> Written problem:
Pick out every line of the rows below that contains the string "target", treating case as significant.

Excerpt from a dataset
________
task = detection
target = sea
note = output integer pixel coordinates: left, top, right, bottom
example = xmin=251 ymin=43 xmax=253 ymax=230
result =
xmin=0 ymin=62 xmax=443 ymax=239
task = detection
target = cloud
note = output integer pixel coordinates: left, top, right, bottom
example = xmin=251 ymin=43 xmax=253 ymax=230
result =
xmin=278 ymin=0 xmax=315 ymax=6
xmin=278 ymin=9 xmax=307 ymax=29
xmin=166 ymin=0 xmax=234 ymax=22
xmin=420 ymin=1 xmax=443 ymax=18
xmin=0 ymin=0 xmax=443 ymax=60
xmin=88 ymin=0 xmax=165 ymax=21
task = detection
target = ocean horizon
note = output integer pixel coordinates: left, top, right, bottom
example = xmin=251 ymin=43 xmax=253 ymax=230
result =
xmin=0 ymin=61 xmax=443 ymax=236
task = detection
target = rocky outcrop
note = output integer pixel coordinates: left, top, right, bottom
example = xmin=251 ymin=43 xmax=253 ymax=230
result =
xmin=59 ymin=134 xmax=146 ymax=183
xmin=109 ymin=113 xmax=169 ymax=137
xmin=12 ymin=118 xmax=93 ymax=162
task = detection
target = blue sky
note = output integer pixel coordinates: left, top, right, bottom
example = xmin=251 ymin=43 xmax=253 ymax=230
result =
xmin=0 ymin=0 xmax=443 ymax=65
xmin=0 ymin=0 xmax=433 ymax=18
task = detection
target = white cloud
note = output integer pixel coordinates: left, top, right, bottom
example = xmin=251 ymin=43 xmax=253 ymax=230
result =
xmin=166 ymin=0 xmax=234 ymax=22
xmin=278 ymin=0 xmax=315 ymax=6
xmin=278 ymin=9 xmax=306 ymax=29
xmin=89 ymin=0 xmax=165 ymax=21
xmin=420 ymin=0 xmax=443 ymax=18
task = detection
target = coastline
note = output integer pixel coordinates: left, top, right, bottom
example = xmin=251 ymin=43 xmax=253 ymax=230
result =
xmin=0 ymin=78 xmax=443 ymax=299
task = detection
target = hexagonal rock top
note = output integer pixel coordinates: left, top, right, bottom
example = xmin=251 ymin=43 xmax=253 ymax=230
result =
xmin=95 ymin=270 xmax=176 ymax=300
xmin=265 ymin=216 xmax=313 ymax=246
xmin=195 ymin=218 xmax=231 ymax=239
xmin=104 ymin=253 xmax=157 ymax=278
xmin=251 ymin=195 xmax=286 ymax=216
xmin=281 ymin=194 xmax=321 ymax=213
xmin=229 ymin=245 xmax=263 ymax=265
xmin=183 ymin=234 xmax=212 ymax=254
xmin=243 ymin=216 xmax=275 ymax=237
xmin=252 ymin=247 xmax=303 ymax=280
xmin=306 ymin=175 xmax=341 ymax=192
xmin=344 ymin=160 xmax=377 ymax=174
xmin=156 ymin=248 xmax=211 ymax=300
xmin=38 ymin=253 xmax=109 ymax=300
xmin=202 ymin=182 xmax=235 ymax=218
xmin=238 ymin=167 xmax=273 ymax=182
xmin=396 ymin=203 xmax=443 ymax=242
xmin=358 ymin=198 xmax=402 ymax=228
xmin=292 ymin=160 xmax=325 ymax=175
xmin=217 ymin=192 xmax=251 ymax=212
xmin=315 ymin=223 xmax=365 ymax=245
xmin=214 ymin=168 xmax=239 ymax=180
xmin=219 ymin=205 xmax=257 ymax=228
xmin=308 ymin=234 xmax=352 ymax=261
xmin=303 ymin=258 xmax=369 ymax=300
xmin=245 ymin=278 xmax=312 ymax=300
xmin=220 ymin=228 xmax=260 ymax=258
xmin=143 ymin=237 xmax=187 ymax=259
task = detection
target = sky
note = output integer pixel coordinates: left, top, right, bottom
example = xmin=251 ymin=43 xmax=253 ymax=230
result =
________
> Solution to this exercise:
target = sea
target = cloud
target = ocean horizon
target = rocky outcrop
target = blue sky
target = white cloud
target = coastline
target = hexagonal rock top
target = sky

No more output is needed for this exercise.